EXTRACT PROVIDED:

Kathleen Bickford Berzock, Christa Clarke, eds. Representing Africa in American Art Museums: A Century of Collecting and Display. Seattle: University of Washington Press, 2011. viii + 312 pp. $40.00 (paper), ISBN 978-0-295-98961-7.
Reviewed by Barbara Plankensteiner (Museum fur Volkerkunde)
Published on H-AfrArts (September, 2012)
Commissioned by Jean M. Borgatti (Clark Univeristy)
African Art Institutionalized in America
In this long-awaited volume, Kathleen Bickford-Berzock and Christa Clarke assemble contributions reconstructing the histories of early collections of African material culture and art in American art museums. With this publication they have created an indispensable handbook for the history of African art studies in the United States, revealing how strategies of collecting, display, and publication have shaped what we today think of as masterworks and comprehend as a corpus of classics. In the past few years, the history of collections has become an attractive topic for scholars and students of African art. Although this interest started earlier for anthropology museums, where it particularly helped to reflect critically on past connections with colonialism and the history of the discipline, it also opens up new perspectives in the study of African art, specifically on the shifting construction of meaning for African objects, the shaping of their public perception, and the public interface of a nascent field of studies.

WRITTEN TASKS:
A) Rewrite the paragraph of the book review that begins "In this long-awaited volume" in a shorter form, keeping its main facts.
B) Reproduce the records verbatim, starting with the line that contains "container, shaped like this sample" and going on through the end of the records.

INPUT MATERIAL:

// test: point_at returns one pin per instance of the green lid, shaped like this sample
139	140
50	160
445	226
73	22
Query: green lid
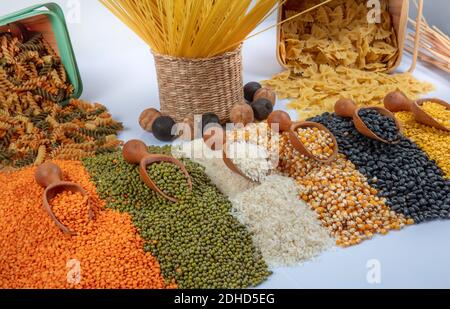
50	21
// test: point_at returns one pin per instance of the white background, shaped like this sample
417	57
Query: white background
118	70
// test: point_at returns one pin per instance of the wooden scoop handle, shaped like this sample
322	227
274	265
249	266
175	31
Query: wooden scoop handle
150	159
345	108
397	101
135	152
49	175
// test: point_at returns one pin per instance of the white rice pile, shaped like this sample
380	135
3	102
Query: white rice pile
250	159
285	229
226	181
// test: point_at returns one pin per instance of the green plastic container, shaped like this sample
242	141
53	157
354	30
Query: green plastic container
49	20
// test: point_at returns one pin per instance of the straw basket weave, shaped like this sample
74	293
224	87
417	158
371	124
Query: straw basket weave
189	87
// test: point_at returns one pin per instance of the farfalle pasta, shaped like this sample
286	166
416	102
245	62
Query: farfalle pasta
333	52
339	33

ANSWERS FOR THIS EXERCISE:
A) Kathleen Bickford-Berzock and Christa Clarke's long-awaited volume gathers contributions that reconstruct the histories of early collections of African material culture and art in American art museums. It is an indispensable handbook for the history of African art studies in the United States. It shows how collecting, display, and publication shaped what are now considered masterworks and classics. The history of collections has recently become an attractive topic for scholars and students of African art. Anthropology museums took it up earlier, using it to reflect critically on colonialism and their discipline's past. In African art, it opens new perspectives on the shifting meaning of objects, their public perception, and the public interface of a nascent field.

B)
// test: point_at returns one pin per instance of the green plastic container, shaped like this sample
242	141
53	157
354	30
Query: green plastic container
49	20
// test: point_at returns one pin per instance of the straw basket weave, shaped like this sample
74	293
224	87
417	158
371	124
Query: straw basket weave
189	87
// test: point_at returns one pin per instance of the farfalle pasta, shaped like this sample
286	166
416	102
245	62
Query: farfalle pasta
333	52
339	33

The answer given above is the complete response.